▶ [Work instructions]: Reproduce all of the records below line for line, without any changes. Leave the pictures out of your copy.

▶ [Data section]:
========================

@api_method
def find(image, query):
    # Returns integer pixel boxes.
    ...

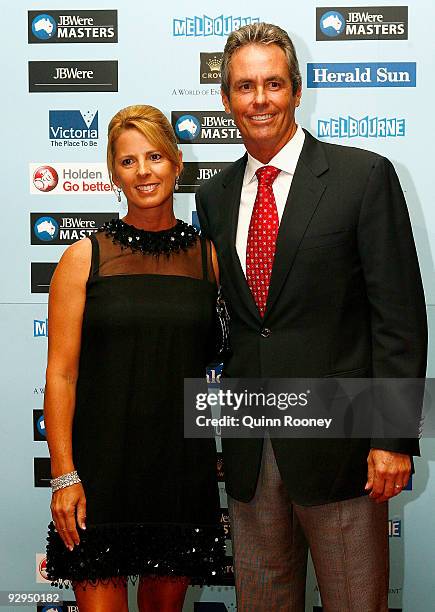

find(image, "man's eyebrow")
[234,75,285,86]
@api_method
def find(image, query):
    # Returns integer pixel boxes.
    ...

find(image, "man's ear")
[177,150,183,176]
[221,89,231,115]
[295,85,302,107]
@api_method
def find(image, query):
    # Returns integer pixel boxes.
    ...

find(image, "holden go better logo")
[33,166,59,191]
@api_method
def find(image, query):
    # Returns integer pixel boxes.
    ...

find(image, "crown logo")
[207,56,222,72]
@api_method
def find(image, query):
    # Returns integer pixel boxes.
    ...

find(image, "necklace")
[99,219,198,257]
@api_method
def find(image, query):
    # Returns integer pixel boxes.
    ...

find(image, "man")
[197,23,426,612]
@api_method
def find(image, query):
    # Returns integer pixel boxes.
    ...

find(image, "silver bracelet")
[50,470,81,493]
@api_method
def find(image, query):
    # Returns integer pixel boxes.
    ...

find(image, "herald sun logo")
[33,166,59,193]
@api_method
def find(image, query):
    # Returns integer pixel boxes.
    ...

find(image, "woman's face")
[113,128,179,210]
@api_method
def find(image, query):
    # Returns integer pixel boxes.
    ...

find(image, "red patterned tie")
[246,166,280,317]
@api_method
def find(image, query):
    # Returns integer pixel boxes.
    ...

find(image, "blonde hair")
[107,104,183,179]
[221,22,302,98]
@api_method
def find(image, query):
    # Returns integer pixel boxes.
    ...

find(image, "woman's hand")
[51,483,86,550]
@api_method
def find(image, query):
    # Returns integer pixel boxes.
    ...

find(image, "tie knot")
[255,166,281,186]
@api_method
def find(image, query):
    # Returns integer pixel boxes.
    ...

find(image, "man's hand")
[365,448,411,504]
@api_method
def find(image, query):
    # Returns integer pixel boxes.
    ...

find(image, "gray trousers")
[228,438,389,612]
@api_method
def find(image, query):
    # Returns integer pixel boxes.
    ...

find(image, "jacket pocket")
[299,230,352,251]
[323,368,369,378]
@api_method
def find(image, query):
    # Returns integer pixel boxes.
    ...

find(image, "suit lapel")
[264,130,328,318]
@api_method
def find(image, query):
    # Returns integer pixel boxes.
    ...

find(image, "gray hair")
[221,22,302,98]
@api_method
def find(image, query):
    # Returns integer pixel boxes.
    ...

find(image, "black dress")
[47,221,224,584]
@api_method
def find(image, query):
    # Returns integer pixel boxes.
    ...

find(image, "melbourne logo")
[307,62,417,88]
[27,10,118,44]
[317,115,406,138]
[178,162,230,193]
[199,52,223,83]
[316,6,408,40]
[30,212,118,244]
[172,15,260,36]
[29,60,118,93]
[32,166,59,193]
[48,110,98,147]
[29,163,113,194]
[171,111,242,144]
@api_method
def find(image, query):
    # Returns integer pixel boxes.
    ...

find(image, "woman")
[44,106,223,612]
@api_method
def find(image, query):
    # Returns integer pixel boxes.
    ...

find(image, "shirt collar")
[243,125,305,185]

========================

▶ [Solution to this exercise]:
@api_method
def find(image, query):
    # Returns integer pixel boxes.
    ...


find(image, "man's eyebrow")
[234,75,285,86]
@api_method
def find(image, query):
    # Returns integer pixel boxes.
    ...

find(image, "man's ear")
[177,150,183,176]
[221,89,231,115]
[295,85,302,107]
@api_method
def find(image, query):
    # Returns integer pixel boxes.
    ...

find(image, "holden go better logo")
[33,166,59,191]
@api_method
def find(image, query):
    # Returns integer pixel boxes.
    ...

find(image, "crown logo")
[207,56,222,72]
@api_method
def find(image, query):
    # Returns integer pixel boxes.
    ...

find(image, "necklace")
[99,219,198,257]
@api_method
def find(image, query):
    # Returns integer pixel boxes.
    ...

find(image, "man")
[197,23,426,612]
@api_method
def find(image, query):
    # Returns integer pixel boxes.
    ...

find(image, "silver bracelet")
[50,470,81,493]
@api_method
def find(image, query):
    # Returns integer pixel boxes.
    ...

find(image, "herald sun logo")
[33,166,59,193]
@api_method
def find(image, query):
    # Returns integer pixel boxes.
    ...

find(image, "woman's face")
[113,128,179,210]
@api_method
def find(image, query):
    # Returns integer pixel boxes.
    ...

find(image, "red patterned tie")
[246,166,280,317]
@api_method
def find(image, query):
    # Returns integer pixel boxes.
    ...

find(image, "blonde hair")
[107,104,183,179]
[221,22,302,98]
@api_method
def find(image, query):
    # Returns integer pixel boxes.
    ...

find(image, "woman's hand")
[51,483,86,550]
@api_method
def find(image, query):
    # Returns integer pixel boxes.
    ...

find(image, "tie knot")
[255,166,281,186]
@api_method
def find(image, query):
    # Returns integer pixel boxes.
    ...

find(image, "man's hand")
[365,448,411,504]
@api_method
def find(image, query):
    # Returns integer pixel boxes.
    ...

find(image, "gray trousers")
[228,438,389,612]
@api_method
def find(image, query):
    # Returns integer pixel boxes.
    ...

find(image, "jacket pocket")
[299,230,352,251]
[323,368,369,378]
@api_method
def find(image, query):
    # Returns integer pixel boxes.
    ...

find(image, "suit lapel")
[264,130,328,318]
@api_method
def find(image, query):
    # Returns integer pixel boxes.
    ...

find(image, "gray hair")
[221,22,302,98]
@api_method
def find(image, query):
    # Returns integer pixel boxes.
    ...

find(image, "black dress")
[47,221,224,584]
@api_method
def find(image, query):
    # Returns integer pixel boxes.
    ...

find(image, "melbourne logo")
[307,62,417,88]
[27,10,118,44]
[317,115,406,138]
[178,162,230,193]
[199,52,223,83]
[316,6,408,40]
[30,212,118,244]
[172,15,260,36]
[29,60,118,93]
[32,166,59,193]
[48,110,98,147]
[29,163,113,194]
[171,111,242,144]
@api_method
def find(image, query):
    # Returns integer pixel boxes.
    ...

find(image, "woman")
[44,106,223,612]
@api_method
def find(image, query):
    # Returns integer pixel boxes.
    ...

find(image, "shirt collar")
[243,125,305,185]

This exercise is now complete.